Items from a pointing dataset
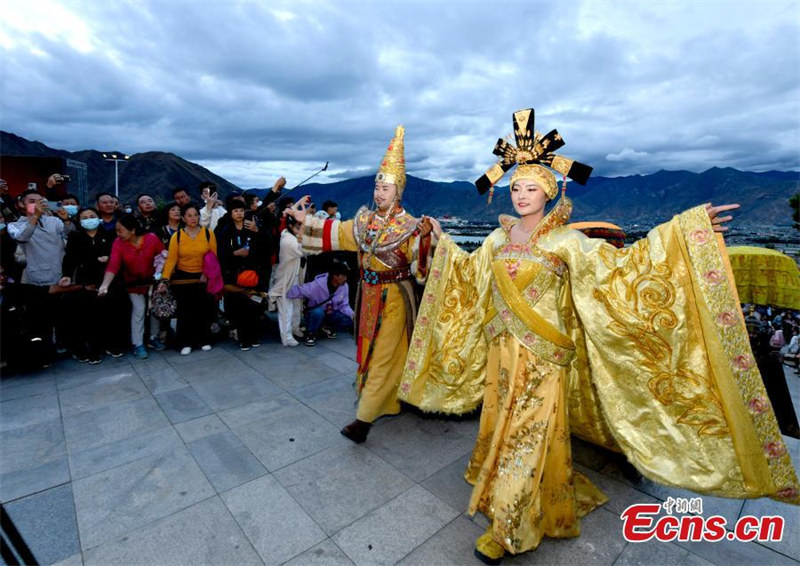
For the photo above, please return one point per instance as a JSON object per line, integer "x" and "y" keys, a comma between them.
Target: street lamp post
{"x": 116, "y": 158}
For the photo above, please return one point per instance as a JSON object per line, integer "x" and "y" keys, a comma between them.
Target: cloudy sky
{"x": 253, "y": 90}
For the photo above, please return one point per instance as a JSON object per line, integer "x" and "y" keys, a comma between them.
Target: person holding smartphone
{"x": 41, "y": 237}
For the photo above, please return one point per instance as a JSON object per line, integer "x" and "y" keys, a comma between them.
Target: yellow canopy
{"x": 765, "y": 277}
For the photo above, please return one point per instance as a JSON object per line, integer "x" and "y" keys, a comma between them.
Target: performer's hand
{"x": 435, "y": 226}
{"x": 718, "y": 221}
{"x": 425, "y": 226}
{"x": 298, "y": 210}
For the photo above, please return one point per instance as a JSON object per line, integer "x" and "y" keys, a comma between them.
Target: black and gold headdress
{"x": 531, "y": 148}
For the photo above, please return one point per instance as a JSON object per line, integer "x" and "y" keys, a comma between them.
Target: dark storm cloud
{"x": 256, "y": 89}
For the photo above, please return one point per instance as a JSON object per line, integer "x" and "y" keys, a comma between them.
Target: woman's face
{"x": 123, "y": 233}
{"x": 147, "y": 204}
{"x": 528, "y": 197}
{"x": 191, "y": 218}
{"x": 384, "y": 195}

→ **To be done**
Copy out the lines of the items above without changing a character, leaving out the pictures.

→ **The completed task**
For the photo above, please return one point per instance as a JSON object per line, integer "x" and "y" keys, a comma between them.
Target: street lamp post
{"x": 116, "y": 158}
For the photo above, please return one point per instance as a JSON object per line, integer "x" and "y" keys, a comma between them.
Target: cloudy sky
{"x": 253, "y": 90}
For the photo above, please return one point per instance as a JSON object per line, integer "x" and "y" keys, a comma between them.
Target: person holding smartphone
{"x": 41, "y": 237}
For the photo above, please return one point per instance as a JSON object per line, integer "x" and "y" keys, a comma between them.
Target: yellow canopy
{"x": 765, "y": 277}
For the photo above, please return one point per instance as a JSON object per line, integer "x" and "y" keys, a comma between them.
Target: performer's hand
{"x": 435, "y": 226}
{"x": 718, "y": 221}
{"x": 425, "y": 226}
{"x": 298, "y": 210}
For the photo above, please return one point per instance as a JSON object per line, integer "x" and "y" keys, a comma between them.
Target: black and gold headdress
{"x": 531, "y": 148}
For the photo above, please return one point per instance as a JSON object per line, integer "x" and "y" keys, a comma between them.
Target: dark storm cloud
{"x": 256, "y": 89}
For the photo above, please return one point per instance as a JSON object per line, integer "x" and "y" keys, a comma between them.
Target: woman's face
{"x": 123, "y": 233}
{"x": 147, "y": 204}
{"x": 528, "y": 197}
{"x": 191, "y": 218}
{"x": 384, "y": 195}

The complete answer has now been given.